Required work -
In the material below, revise the lines from the one with "Can you see the wooden shed?" to the one with "[[234, 155], [414, 131], [321, 147], [144, 122]]" by changing "wooden shed" to "log cabin" and leaving everything else as it is. Return only those lines.

(begin)

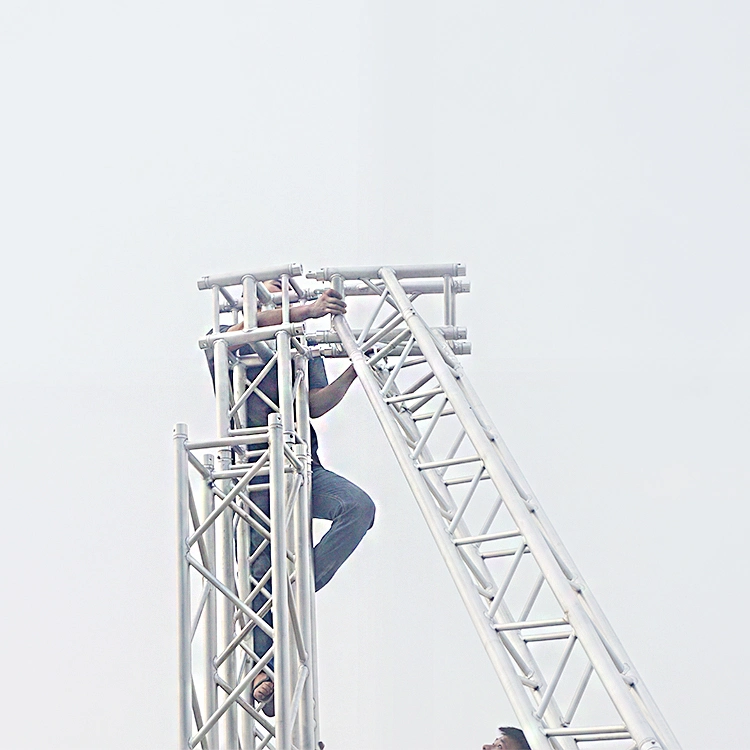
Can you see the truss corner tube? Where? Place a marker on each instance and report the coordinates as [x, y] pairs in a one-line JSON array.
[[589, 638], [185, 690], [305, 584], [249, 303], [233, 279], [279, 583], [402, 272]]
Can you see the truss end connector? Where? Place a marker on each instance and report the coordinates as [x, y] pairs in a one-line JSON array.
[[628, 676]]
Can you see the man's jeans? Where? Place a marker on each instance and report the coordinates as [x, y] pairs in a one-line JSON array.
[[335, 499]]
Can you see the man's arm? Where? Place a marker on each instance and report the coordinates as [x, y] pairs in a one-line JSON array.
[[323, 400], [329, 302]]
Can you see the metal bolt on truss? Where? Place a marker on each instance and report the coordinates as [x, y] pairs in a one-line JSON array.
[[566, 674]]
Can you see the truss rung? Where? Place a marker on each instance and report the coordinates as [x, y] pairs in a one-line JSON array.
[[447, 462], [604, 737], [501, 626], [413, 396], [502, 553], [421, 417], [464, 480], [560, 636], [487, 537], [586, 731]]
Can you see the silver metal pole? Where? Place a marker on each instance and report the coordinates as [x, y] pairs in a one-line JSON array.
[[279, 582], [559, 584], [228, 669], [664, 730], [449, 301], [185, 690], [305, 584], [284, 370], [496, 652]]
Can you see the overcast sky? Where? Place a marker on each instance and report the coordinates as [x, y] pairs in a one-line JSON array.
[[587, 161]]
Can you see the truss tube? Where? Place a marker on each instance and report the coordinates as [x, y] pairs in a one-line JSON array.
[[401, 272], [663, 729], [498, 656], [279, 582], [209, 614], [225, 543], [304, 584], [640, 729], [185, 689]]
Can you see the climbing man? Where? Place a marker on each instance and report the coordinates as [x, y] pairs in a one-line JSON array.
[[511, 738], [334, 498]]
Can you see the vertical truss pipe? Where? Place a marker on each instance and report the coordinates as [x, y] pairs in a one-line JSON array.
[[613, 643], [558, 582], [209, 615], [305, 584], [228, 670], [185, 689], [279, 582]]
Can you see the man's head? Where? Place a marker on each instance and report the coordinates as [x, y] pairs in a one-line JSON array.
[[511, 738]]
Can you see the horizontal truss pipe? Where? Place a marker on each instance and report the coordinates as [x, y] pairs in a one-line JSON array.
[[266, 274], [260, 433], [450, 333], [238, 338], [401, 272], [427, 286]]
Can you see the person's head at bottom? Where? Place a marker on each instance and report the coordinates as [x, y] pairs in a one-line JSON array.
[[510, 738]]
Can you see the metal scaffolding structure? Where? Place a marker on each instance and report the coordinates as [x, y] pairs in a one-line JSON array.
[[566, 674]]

(end)
(begin)

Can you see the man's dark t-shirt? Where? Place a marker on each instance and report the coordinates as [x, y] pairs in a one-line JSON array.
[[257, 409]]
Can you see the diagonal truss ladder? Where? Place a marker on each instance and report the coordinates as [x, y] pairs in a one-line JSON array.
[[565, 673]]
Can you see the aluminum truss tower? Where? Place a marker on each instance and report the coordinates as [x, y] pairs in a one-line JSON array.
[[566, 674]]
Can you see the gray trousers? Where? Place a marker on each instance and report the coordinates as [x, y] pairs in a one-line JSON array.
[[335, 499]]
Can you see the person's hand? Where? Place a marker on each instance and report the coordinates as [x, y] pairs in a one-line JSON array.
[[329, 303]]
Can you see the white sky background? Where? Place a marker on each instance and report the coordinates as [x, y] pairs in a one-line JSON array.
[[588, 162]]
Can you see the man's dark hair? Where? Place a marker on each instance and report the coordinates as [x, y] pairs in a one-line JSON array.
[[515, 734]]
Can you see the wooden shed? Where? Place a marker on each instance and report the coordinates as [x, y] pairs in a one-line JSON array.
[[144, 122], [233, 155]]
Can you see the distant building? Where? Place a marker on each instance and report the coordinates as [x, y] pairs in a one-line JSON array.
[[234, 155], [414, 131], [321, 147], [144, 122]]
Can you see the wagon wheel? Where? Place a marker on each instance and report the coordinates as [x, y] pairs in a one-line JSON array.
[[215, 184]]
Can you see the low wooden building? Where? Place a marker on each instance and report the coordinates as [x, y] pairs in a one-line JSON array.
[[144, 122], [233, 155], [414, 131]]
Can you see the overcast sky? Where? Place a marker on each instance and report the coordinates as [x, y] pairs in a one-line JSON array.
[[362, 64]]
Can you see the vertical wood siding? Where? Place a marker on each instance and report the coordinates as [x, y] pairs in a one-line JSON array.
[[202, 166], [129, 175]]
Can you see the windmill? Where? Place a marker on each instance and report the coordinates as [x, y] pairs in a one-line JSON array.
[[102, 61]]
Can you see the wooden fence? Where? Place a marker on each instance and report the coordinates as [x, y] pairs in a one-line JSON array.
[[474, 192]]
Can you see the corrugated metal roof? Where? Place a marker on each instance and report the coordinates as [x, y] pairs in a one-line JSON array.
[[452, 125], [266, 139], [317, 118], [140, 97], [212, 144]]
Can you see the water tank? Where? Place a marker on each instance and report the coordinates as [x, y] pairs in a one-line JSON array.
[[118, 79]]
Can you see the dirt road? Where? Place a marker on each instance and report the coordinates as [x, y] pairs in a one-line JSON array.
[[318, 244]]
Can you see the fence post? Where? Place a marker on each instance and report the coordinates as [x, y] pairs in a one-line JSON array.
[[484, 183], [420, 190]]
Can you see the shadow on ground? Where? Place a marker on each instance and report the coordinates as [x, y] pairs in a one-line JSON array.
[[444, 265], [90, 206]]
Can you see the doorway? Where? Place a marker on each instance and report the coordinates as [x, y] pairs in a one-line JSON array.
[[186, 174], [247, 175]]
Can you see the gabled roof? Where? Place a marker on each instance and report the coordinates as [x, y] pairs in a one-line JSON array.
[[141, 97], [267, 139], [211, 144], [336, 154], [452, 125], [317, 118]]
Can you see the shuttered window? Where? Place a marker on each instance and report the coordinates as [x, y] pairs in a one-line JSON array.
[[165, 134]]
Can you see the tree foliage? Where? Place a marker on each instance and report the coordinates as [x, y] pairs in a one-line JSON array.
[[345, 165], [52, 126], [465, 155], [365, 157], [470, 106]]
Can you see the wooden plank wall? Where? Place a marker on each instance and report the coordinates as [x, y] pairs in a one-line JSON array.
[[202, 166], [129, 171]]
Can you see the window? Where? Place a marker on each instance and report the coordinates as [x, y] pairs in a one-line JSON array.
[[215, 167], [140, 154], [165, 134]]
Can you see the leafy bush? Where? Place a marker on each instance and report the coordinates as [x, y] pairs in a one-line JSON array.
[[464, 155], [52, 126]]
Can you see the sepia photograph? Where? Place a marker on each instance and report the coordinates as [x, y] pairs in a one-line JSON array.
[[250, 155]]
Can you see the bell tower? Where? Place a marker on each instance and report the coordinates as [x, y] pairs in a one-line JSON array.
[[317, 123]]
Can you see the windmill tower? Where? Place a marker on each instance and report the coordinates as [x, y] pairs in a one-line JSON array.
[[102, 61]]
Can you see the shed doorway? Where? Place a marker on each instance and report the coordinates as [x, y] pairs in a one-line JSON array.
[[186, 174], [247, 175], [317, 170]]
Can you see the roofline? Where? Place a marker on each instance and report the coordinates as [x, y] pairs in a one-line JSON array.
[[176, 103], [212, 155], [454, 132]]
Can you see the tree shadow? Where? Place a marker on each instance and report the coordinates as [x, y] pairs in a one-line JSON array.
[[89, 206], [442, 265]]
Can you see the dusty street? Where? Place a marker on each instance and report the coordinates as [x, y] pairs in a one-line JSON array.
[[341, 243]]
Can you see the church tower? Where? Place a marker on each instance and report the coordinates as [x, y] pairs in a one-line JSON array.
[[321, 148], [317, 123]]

(end)
(begin)

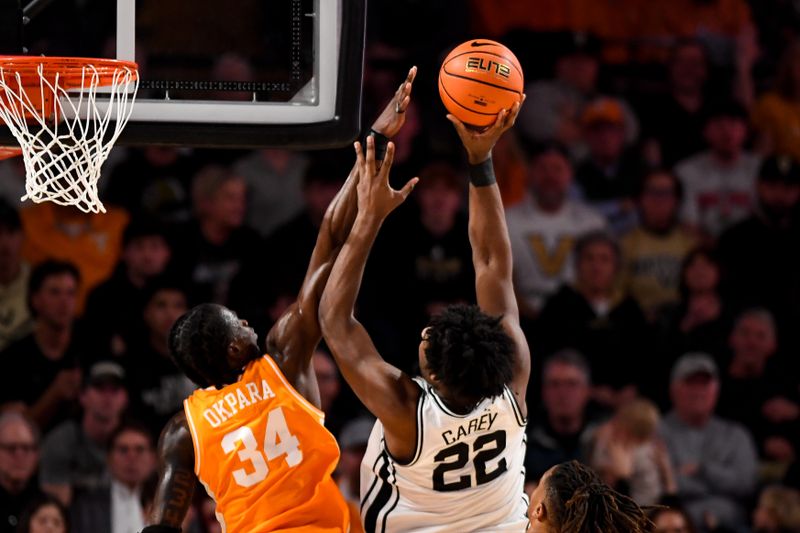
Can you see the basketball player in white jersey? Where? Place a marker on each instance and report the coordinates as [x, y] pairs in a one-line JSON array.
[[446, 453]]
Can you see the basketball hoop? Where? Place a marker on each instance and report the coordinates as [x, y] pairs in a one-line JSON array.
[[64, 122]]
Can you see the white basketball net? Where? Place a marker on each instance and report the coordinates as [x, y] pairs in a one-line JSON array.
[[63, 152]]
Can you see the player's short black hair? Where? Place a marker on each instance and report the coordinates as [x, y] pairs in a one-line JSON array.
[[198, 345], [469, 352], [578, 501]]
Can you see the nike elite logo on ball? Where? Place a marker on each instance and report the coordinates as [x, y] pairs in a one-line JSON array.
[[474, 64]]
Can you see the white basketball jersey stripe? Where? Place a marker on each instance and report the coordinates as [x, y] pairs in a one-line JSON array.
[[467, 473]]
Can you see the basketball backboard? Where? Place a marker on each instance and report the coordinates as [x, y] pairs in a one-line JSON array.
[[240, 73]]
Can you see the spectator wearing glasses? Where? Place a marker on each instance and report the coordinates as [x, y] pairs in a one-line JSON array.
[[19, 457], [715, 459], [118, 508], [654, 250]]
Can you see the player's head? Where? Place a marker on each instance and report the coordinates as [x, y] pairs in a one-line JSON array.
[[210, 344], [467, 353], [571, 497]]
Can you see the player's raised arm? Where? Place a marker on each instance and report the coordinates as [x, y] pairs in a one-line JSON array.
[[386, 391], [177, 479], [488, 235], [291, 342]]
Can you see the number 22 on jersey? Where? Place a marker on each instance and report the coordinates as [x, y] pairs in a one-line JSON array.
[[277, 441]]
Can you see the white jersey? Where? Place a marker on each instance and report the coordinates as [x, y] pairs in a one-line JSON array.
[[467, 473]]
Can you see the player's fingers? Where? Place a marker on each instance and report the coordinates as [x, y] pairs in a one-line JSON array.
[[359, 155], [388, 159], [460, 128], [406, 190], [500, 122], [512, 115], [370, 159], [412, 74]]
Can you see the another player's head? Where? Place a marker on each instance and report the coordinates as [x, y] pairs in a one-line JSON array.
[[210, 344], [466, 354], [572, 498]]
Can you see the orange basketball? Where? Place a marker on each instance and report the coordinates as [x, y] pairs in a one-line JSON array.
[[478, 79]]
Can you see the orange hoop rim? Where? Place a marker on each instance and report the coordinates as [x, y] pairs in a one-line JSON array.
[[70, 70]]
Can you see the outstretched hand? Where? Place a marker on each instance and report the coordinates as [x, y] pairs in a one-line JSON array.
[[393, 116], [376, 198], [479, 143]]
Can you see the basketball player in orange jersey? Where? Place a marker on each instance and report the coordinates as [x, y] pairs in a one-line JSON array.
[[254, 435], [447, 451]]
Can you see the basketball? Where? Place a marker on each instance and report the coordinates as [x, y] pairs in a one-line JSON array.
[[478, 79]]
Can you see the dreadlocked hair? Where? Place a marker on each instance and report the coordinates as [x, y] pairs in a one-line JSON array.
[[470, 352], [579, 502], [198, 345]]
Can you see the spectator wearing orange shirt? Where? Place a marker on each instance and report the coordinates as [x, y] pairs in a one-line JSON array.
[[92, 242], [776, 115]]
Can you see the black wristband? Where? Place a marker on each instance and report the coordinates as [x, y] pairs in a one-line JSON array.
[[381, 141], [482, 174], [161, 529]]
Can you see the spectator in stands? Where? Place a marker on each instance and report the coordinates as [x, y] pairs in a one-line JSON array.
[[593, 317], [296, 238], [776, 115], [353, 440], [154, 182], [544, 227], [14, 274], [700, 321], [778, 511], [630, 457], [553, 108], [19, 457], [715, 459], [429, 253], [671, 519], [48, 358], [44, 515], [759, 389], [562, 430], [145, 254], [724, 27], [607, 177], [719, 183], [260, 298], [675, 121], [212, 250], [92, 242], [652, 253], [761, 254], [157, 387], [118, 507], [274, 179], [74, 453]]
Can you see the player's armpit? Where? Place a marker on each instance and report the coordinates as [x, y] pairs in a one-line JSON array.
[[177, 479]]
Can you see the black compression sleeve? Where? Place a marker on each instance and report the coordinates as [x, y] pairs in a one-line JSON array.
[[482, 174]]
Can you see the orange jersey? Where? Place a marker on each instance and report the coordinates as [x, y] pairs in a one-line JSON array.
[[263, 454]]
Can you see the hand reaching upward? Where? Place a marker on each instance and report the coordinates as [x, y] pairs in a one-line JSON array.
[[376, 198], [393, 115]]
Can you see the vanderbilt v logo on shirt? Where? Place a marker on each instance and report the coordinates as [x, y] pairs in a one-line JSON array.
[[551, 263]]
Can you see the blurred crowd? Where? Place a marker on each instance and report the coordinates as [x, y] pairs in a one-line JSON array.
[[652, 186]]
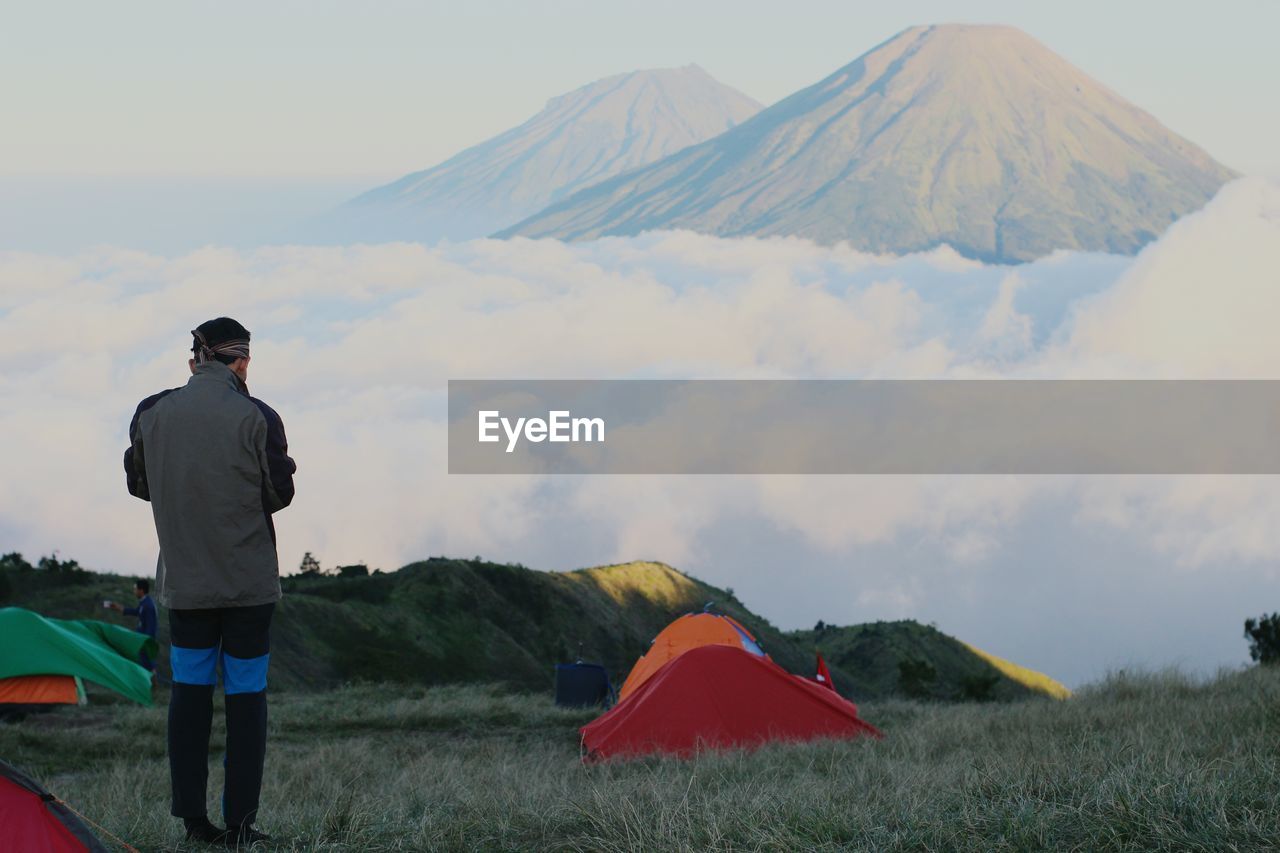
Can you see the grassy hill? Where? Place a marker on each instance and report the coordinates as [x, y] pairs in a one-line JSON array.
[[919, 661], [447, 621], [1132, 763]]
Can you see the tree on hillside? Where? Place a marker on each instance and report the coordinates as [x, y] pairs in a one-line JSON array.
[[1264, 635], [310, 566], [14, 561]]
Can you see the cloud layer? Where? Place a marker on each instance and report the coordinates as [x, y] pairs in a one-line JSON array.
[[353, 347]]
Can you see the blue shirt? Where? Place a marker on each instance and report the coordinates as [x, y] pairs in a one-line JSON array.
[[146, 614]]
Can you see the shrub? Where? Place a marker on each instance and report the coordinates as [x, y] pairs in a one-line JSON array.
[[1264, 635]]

(end)

Solution to the exercise -
Can you see the log cabin? Where? Place a marker on each instance and report the coordinates as [x, y] pairs in a one-line JSON array.
[[144, 122], [233, 155]]
Can you see the distant building? Where? Place a marker on each instance and report the coordinates as [x, y] pairs in a one-line JSON array.
[[234, 155], [414, 131], [321, 147], [144, 122]]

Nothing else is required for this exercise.